(CONSIGNA)
Responda, a partir de la reseña de Un toque de nostalgia, las siguientes preguntas:
1. ¿Cómo se llama la exmujer de Dieter?
2. ¿Con qué compara la reseña las observaciones de Dieter en su primera frase?
3. ¿Qué comida se menciona entre lo que compone la fiesta modesta?

(TEXTO DE ESTUDIO)
Las observaciones de Dieter son como los golpes de un martillo de plástico colorido: al alcanzar su blanco emiten un sonido peculiar que, lejos de causar daño, resultan hasta divertidos para quien los recibe. Dieter se limita a hablarnos de sì mismo; de lo complicadas que son las relaciones con su exmujer Edith, la madre de su hija («Noté entonces una vez más que para Edith la necesidad de reducir gastos es algo tan ajeno como una enfermedad»); de Sonja, la mujer con la que sale temporalmente; de una compañera de trabajo que parece gustarle; de su ascenso laboral y de otros aspectos de una vida de clase media, convencional y carente de estímulos trepidantes, en la Centroeuropa de nuestros días. Hasta aquí, todo puede parecer algo anodino, pero a medida que avanzamos en la lectura nos damos cuenta de que el texto es un ejemplo excelente de una voz masculina exenta de los tics de lo muy afrancesado, de la guasa y, en ocasiones, solemnidad ibéricas que tan de memoria conocemos, y del humor irónico ampliamente exportado por los escritores anglosajones. ¿Podríamos atrevernos a afirmar entonces que estamos ante una voz «alemana»? Quizá sea exagerado, sobre todo porque nos obligaría a definir el adjetivo «alemana» en este contexto, pero lo que sí puedo asegurar es que se trata de una voz lúcida, con gran capacidad de autoanálisis y de espíritu crítico («Como tantas otras veces, mi vida afectiva está en el límite entre el acercamiento y la huida. A veces me intereso por otras personas, y luego ya nada, ni siquiera, lamentablemente, por quienes ya me interesaron alguna vez. Me gustaría ahogar (aquí, en la piscina) esos sentimientos poco serios, pero se aferran a mí con fuerza y no entran en negociaciones.»). Y lo más importante: le saca todo el jugo posible a una vida que muchos considerarían soporífera.
El mundo es una pequeña fiesta en la voz del protagonista de Un toque de nostalgia; pero una fiesta modesta, con sandwiches de jamón de York, refrescos, algún gorrito, serpentinas y dos o tres matasuegras. A lo largo de sus observaciones, Genazino, a través de su personaje, parece animarnos a seguir celebrándola, manteniendo despierta la curiosidad ante cualquier situación («Por la curiosa posición de su órgano sexual, el hombre está obligado a mirarlo desde arriba durante casi toda su vida. Envidio a las mujeres, que están liberadas de esa eterna monotonía.»), que es lo mismo que animarnos a seguir viviendo.

(LISTADO PROPORCIONADO)
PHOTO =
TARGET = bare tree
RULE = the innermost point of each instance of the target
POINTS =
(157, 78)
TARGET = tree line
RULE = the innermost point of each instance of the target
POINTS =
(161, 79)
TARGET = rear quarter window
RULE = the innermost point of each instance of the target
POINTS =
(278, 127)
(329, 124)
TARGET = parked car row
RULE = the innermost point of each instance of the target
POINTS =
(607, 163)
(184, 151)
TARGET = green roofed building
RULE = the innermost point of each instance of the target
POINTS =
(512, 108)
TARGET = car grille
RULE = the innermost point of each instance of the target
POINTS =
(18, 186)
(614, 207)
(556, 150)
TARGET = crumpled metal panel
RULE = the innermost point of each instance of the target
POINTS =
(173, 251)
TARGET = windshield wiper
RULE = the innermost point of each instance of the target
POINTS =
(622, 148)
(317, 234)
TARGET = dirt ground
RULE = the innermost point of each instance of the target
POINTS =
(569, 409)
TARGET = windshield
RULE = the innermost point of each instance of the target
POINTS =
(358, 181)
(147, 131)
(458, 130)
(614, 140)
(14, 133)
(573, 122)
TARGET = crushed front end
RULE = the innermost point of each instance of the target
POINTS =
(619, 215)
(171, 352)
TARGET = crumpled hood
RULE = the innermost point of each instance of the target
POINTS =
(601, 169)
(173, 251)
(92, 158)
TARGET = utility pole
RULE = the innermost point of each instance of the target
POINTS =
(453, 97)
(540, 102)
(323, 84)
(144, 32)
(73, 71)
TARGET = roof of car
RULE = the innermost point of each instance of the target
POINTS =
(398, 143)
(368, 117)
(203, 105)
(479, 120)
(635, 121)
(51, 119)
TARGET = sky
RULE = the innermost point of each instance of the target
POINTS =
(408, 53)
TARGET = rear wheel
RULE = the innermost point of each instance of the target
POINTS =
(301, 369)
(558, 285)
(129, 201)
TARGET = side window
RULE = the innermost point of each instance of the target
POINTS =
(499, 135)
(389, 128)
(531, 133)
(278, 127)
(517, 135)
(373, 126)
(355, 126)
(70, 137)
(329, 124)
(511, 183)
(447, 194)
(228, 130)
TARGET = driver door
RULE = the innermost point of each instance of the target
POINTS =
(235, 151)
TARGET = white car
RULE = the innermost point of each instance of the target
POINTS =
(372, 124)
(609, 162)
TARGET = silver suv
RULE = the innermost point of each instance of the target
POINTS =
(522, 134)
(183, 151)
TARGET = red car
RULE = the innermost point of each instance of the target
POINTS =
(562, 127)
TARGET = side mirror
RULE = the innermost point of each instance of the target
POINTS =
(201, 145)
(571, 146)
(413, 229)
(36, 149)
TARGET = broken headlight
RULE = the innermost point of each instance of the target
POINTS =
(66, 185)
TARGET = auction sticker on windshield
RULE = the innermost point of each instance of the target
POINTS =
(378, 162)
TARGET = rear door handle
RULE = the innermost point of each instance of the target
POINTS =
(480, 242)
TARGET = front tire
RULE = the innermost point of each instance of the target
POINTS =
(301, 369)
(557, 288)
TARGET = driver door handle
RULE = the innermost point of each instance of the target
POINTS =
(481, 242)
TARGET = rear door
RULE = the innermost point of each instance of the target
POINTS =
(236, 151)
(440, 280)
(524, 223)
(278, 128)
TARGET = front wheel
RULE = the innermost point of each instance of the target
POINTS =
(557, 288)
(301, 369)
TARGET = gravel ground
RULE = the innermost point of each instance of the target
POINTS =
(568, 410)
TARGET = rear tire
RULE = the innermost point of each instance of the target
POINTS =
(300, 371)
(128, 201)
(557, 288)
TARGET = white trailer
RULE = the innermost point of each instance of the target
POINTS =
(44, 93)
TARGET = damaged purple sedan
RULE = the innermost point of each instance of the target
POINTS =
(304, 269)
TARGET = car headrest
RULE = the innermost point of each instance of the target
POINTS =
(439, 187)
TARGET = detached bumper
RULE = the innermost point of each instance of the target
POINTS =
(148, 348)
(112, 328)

(RESPUESTA)
1. Edith.
2. Con los golpes de un martillo de plástico colorido.
3. Sandwiches de jamón de York.